REQUEST - In the records from the line with "Lightning round! Study the photo above and box every person" through the line with "[200, 304, 503, 383]", change "red brick building" to "stone building" and leave everything else as it is. Give back only those lines.

INPUT FOR THIS TASK -

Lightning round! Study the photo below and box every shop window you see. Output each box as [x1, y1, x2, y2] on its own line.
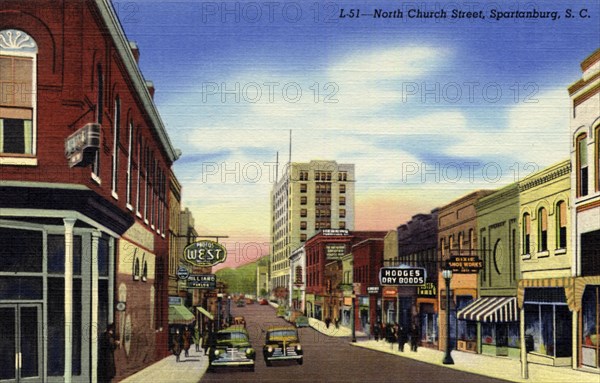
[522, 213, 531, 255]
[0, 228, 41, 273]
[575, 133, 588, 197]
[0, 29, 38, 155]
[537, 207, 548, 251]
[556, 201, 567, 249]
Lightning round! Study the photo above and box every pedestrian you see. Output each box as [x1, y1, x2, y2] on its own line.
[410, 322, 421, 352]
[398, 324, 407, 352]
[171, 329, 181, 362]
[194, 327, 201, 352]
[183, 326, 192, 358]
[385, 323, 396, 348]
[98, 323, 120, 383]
--
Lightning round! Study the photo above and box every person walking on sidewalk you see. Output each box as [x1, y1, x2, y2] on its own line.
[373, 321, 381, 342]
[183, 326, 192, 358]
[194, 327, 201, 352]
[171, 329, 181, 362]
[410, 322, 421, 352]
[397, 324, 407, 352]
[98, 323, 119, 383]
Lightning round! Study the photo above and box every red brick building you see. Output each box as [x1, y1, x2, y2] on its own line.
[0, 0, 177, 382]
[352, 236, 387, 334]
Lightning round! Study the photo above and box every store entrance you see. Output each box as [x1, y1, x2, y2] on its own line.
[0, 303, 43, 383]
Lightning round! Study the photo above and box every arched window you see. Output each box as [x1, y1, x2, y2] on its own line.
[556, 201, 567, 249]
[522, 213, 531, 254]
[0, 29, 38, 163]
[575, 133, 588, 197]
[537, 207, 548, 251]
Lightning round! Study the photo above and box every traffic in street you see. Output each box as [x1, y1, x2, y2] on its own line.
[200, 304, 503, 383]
* * *
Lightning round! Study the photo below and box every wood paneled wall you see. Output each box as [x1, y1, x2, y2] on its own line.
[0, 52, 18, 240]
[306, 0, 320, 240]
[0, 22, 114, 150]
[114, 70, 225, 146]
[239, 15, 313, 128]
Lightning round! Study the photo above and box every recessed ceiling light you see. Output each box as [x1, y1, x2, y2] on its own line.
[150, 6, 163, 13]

RIGHT ANSWER -
Lightning round! Study the photo above and box every person walking on sidewalk you see. Output each box as [x1, y1, x2, y2] on its own line.
[373, 321, 381, 342]
[183, 326, 192, 358]
[194, 327, 201, 352]
[171, 329, 181, 362]
[410, 322, 421, 352]
[397, 324, 407, 352]
[98, 323, 119, 383]
Lightning round! Study the photo above and box every stone building you see. Output each box as [x1, y1, x2, y2] on its own line.
[0, 0, 177, 382]
[352, 236, 387, 334]
Lightning round! Study the photo above and box every store entrance you see. Output each box as [x1, y1, x2, y2] on its own line.
[0, 303, 43, 383]
Lightning round! Study the photo above and box every arched window you see. Output each box as [x1, y1, x2, y2] on its own line.
[556, 201, 567, 249]
[522, 213, 531, 254]
[0, 29, 38, 163]
[575, 133, 588, 197]
[537, 207, 548, 251]
Lightning round! Study the photo above and box every traffic in street you see. Output each box as [x1, y1, x2, y2] on its own line.
[200, 304, 503, 383]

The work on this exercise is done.